Para os entendidos, as primeiras
regiões a serem atingidas serão o
oeste do oceano Pacífico, o litoral
da Austrália e a Groenlândia. Mas
nós, no Rio, devemos botar as barbas literalmente de molho. Talvez
quem more em Santa Teresa, no
Cosme Velho, no Horto, no Alto Leblon e em outros bairros mais altos
não se sinta tão ameaçado. Os cidadãos da orla, no entanto, já podem
imaginar o que 2100 lhes reserva.
Certo dia, o mar dará um longo
suspiro, como se perdesse de vez a
paciência, e transbordará de sua
caixa. Cobrirá a praia, atravessará
as pistas e os canteiros, jogar-se-á
contra os prédios e entrará pelas garagens, arrastando cardumes de
sardinhas e manjubas. Os carros
boiarão, ficarão se chocando uns
contra os outros e a areia penetrará
em seus motores.

* _Lista de tarefas_:
1) No trecho sobre o avanço do mar no Rio, quais regiões os entendidos dizem que serão atingidas primeiro?
2) Escreva a continuação do trecho sobre o avanço do mar no Rio, começando logo após a última frase.

* _Dados brutos_:
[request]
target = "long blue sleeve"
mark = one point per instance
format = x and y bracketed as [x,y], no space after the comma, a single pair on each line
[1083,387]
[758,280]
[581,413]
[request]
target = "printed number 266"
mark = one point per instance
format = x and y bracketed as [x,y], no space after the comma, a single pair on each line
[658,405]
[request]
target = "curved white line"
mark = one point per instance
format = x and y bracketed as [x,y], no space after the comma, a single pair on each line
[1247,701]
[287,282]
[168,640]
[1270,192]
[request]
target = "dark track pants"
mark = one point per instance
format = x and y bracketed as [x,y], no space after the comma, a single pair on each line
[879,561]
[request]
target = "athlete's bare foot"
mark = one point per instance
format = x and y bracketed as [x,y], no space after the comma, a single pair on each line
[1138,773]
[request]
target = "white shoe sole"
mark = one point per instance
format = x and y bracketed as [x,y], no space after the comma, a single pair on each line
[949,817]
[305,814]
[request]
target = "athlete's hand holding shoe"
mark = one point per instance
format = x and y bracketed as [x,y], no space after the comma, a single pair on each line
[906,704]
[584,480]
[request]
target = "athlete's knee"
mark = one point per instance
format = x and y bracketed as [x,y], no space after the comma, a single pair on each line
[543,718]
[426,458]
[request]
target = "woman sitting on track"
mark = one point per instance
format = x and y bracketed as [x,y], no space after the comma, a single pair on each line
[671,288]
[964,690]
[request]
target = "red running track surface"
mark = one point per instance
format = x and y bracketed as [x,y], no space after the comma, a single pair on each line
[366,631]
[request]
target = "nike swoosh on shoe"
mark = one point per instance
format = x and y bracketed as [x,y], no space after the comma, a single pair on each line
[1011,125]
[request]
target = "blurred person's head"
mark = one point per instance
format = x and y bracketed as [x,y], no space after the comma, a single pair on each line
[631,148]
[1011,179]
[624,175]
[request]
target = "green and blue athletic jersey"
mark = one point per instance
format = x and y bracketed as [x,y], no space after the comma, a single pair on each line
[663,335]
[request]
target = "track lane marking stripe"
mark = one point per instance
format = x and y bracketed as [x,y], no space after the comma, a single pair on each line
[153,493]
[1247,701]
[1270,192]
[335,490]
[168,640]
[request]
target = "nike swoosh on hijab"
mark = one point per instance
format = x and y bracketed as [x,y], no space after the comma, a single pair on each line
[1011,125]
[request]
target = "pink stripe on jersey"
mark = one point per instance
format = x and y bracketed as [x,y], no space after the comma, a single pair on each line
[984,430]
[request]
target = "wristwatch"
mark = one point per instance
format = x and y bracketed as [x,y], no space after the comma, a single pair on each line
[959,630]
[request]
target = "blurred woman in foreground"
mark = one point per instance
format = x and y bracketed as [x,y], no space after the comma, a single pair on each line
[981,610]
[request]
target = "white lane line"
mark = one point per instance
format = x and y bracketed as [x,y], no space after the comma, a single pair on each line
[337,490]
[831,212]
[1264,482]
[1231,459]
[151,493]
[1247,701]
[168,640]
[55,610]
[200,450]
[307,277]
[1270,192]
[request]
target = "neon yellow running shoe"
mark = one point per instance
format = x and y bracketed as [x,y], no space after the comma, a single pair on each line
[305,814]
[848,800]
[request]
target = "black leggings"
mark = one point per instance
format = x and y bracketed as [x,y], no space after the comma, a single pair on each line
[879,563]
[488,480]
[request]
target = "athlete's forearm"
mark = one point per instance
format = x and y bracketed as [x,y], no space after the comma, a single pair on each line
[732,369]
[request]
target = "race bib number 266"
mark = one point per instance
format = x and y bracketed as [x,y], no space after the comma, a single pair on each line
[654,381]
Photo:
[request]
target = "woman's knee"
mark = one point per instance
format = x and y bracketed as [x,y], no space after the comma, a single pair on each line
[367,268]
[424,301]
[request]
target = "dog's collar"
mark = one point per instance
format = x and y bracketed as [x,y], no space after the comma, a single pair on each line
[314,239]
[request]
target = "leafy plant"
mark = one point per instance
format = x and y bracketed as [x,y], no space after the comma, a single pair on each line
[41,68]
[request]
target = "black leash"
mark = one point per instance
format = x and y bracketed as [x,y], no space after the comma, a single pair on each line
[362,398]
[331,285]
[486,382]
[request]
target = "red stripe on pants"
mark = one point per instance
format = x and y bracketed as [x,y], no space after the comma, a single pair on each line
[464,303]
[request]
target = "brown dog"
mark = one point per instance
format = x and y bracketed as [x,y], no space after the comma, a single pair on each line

* _Resultados por tarefa_:
1) O oeste do oceano Pacífico, o litoral da Austrália e a Groenlândia.

2)
Peixes que, com razão, mantinham distância do homem quando
este entrava no mar, tomarão as
portarias de assalto e terão de socializar com zeladores, síndicos e
membros do conselho fiscal dos
condomínios. Os polvos se recusarão a estender a mão. A água subirá
acima do 1,80 m previsto e atingirá
os playgrounds, salões de festas e
primeiros andares. Os elevadores
serão interditados. As caixas de gordura explodirão. Enfim, o caos.
Você dirá que, em 2100, eu não
estarei mais aqui, nem vocês, nem
nenhum de nós. Pelos padrões de
hoje, é provável. Mas, com os avanços da medicina, sabe-se lá?